Set problem
Copy out everything from the start of the records down to the line containing "28 133 L 49", with that line included.

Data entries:
*****
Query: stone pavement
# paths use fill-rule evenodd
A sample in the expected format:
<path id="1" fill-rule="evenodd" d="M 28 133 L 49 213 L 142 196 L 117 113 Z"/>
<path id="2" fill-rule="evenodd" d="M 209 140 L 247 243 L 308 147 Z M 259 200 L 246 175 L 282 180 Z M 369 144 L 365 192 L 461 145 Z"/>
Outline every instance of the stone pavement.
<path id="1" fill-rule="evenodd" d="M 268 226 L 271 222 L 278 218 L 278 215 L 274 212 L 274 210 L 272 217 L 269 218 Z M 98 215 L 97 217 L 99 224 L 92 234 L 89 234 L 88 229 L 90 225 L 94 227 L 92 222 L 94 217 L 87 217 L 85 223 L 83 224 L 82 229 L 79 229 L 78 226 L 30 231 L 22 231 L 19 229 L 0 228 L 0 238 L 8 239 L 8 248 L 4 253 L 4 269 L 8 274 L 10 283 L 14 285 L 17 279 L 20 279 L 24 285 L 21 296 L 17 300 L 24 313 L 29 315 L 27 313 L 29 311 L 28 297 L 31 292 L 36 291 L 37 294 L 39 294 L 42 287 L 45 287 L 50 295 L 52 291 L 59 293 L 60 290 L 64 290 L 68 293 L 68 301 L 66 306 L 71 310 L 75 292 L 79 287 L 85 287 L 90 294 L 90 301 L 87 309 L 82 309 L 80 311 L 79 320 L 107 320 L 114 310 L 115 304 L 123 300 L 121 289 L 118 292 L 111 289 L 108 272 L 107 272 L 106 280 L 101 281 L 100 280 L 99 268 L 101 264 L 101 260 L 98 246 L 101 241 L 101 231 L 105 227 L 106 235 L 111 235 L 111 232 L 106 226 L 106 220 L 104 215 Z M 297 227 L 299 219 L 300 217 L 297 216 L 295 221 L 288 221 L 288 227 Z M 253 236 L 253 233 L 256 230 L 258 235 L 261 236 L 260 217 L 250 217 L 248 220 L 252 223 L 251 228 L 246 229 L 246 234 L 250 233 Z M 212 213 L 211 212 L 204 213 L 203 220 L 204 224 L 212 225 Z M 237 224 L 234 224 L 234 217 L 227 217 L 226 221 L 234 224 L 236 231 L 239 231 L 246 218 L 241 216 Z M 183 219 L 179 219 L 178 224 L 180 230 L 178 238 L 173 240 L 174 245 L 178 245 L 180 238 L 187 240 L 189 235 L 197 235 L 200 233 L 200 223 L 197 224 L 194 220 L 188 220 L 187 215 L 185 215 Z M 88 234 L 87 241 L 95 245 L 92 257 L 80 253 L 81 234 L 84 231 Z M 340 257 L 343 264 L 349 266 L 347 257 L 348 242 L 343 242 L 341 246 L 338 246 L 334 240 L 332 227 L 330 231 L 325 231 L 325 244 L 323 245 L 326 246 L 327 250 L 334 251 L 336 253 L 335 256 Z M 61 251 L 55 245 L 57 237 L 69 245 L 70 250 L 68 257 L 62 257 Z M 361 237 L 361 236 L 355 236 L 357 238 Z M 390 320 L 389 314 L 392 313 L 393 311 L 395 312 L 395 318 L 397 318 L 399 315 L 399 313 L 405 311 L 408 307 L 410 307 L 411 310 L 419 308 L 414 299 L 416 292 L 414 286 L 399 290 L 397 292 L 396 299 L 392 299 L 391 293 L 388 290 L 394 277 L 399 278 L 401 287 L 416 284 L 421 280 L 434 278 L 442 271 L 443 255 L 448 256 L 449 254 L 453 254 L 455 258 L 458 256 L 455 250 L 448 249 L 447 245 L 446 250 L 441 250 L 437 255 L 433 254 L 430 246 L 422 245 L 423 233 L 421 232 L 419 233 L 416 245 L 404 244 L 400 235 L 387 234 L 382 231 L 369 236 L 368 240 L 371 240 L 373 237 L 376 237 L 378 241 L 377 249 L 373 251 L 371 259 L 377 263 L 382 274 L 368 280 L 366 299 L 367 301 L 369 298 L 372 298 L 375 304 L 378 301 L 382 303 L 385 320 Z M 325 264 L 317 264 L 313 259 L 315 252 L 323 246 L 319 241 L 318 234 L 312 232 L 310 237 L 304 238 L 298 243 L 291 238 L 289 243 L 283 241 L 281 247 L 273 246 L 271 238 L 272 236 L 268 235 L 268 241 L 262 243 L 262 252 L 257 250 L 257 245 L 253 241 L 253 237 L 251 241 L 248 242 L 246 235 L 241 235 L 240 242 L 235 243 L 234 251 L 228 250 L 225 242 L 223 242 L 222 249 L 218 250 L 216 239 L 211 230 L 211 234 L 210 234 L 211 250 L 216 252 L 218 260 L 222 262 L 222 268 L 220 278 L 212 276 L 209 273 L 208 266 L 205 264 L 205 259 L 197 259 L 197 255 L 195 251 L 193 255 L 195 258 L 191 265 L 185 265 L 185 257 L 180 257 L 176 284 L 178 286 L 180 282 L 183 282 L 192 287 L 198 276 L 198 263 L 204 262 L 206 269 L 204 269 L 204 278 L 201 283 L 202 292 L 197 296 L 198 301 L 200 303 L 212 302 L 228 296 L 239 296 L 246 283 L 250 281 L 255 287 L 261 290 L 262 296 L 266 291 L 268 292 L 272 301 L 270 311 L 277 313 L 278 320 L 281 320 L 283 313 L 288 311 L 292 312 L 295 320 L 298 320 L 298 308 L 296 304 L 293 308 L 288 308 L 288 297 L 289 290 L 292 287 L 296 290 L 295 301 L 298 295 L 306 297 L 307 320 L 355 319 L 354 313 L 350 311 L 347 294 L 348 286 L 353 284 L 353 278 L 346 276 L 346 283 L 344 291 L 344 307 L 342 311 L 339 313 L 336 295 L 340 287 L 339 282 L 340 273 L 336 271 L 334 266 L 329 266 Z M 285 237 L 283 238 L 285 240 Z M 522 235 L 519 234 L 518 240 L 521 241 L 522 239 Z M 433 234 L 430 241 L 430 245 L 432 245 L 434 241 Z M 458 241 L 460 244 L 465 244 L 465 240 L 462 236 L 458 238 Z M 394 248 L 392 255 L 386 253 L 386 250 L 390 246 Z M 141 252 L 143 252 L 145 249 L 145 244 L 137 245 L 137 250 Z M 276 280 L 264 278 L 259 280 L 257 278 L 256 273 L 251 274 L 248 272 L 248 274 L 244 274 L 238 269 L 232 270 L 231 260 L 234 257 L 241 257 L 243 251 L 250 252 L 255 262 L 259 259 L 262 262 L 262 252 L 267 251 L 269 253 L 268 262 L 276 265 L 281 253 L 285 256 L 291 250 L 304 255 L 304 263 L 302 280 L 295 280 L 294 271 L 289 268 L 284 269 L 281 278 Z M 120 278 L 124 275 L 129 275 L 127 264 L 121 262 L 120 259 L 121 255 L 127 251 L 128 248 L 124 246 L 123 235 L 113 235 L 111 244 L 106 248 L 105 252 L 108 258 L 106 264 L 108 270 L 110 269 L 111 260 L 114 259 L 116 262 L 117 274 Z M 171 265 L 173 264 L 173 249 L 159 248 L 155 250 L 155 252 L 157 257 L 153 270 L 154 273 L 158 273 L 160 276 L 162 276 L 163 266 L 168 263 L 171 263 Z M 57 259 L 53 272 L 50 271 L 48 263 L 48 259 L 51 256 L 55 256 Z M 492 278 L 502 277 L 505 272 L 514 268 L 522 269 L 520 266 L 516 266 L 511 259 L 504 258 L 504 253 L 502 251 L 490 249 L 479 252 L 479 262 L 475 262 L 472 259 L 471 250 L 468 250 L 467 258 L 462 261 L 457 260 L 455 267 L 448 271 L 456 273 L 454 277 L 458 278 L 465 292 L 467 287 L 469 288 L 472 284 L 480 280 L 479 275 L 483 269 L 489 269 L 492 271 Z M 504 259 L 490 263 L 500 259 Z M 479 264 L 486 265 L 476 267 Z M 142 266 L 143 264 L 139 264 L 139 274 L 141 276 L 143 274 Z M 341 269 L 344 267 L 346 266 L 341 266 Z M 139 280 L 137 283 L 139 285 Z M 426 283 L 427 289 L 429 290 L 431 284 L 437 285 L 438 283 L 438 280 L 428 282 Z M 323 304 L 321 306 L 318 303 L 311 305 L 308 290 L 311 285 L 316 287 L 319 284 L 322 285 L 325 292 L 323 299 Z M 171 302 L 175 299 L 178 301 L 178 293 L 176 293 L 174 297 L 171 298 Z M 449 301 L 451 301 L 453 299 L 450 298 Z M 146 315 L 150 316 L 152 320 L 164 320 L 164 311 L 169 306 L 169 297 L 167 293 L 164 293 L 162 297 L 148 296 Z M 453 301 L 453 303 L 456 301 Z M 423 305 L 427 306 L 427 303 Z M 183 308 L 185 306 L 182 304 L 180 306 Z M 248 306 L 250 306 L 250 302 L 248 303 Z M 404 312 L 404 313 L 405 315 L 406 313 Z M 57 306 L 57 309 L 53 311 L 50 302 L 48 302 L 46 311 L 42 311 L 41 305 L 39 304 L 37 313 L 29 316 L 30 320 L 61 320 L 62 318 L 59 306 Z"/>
*****
Solution for this exercise
Query: stone pavement
# paths use fill-rule evenodd
A sample in the expected format:
<path id="1" fill-rule="evenodd" d="M 28 133 L 49 213 L 142 196 L 117 113 Z"/>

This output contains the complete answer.